- _Description of the task_: Some of the lines below need repeating. Reproduce exactly those between the lines holding "Reviewer note: verify one keypoint per instance of the coat" and "Reviewer note: verify one keypoint per instance of the metal", inclusive.

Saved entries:
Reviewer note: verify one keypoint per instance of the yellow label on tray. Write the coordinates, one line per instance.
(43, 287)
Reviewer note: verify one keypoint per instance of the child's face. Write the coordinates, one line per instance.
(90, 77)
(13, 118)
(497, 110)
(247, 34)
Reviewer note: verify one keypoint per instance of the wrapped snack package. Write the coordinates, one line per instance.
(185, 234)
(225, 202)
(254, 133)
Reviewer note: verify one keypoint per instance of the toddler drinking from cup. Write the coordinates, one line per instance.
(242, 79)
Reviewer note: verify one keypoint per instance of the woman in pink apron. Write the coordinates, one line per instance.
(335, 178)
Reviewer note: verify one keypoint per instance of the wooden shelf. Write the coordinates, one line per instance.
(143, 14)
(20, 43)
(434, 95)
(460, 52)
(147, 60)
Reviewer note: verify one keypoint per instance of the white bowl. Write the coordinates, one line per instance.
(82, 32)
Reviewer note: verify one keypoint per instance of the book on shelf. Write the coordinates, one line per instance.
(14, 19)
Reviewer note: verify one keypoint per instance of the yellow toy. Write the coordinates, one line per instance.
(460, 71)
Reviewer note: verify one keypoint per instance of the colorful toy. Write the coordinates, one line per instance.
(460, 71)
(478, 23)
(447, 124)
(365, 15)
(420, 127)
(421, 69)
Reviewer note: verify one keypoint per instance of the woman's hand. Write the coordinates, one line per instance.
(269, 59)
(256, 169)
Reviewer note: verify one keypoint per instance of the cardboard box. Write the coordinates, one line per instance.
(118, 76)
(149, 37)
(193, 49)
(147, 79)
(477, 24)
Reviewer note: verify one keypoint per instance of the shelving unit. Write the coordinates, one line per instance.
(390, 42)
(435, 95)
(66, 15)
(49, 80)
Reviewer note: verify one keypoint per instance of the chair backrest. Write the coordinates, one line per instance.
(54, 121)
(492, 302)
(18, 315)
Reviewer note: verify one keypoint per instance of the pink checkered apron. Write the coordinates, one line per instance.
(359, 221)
---
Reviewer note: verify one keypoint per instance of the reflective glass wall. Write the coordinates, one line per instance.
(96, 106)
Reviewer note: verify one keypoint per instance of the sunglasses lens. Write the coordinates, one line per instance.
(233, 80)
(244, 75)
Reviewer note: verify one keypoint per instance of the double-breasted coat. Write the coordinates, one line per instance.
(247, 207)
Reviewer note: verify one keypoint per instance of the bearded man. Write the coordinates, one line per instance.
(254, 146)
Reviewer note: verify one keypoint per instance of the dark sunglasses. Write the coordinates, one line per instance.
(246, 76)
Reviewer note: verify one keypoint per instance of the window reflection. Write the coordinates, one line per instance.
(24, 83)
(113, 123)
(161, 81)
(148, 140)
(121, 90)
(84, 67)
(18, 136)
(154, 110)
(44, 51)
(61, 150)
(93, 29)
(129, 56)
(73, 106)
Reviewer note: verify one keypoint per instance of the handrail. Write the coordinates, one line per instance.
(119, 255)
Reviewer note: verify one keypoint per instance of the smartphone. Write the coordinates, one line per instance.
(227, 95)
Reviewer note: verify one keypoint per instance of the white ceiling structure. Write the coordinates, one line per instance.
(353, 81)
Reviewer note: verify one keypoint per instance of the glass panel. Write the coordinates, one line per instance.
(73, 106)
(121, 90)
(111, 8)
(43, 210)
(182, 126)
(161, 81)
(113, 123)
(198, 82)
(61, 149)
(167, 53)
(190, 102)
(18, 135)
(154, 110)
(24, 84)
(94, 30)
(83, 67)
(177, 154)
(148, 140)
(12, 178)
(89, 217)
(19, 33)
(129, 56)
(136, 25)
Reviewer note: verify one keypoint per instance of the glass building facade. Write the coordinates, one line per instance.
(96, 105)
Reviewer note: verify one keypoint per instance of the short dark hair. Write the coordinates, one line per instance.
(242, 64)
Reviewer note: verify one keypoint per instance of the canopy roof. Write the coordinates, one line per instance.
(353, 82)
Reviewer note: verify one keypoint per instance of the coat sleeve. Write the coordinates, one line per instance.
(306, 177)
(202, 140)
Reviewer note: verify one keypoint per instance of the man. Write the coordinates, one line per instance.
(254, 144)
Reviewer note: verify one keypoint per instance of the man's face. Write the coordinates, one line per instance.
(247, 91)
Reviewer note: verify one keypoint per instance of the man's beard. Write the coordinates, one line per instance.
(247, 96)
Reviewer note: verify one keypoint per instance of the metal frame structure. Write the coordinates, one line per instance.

- _Response to the task_:
Reviewer note: verify one keypoint per instance of the coat sleeve. Write the coordinates, one line per instance.
(306, 177)
(202, 140)
Reviewer note: verify one keypoint per instance of the man. Write the coordinates, one line per instance.
(254, 144)
Reviewer note: verify one keypoint per instance of the man's face. Write the coordinates, one line per instance.
(247, 91)
Reviewer note: verify one keypoint per instance of the man's beard. Write the coordinates, one line per instance.
(247, 96)
Reviewer note: verify one keypoint per instance of the metal frame structure. Write the coordinates, one line per instance.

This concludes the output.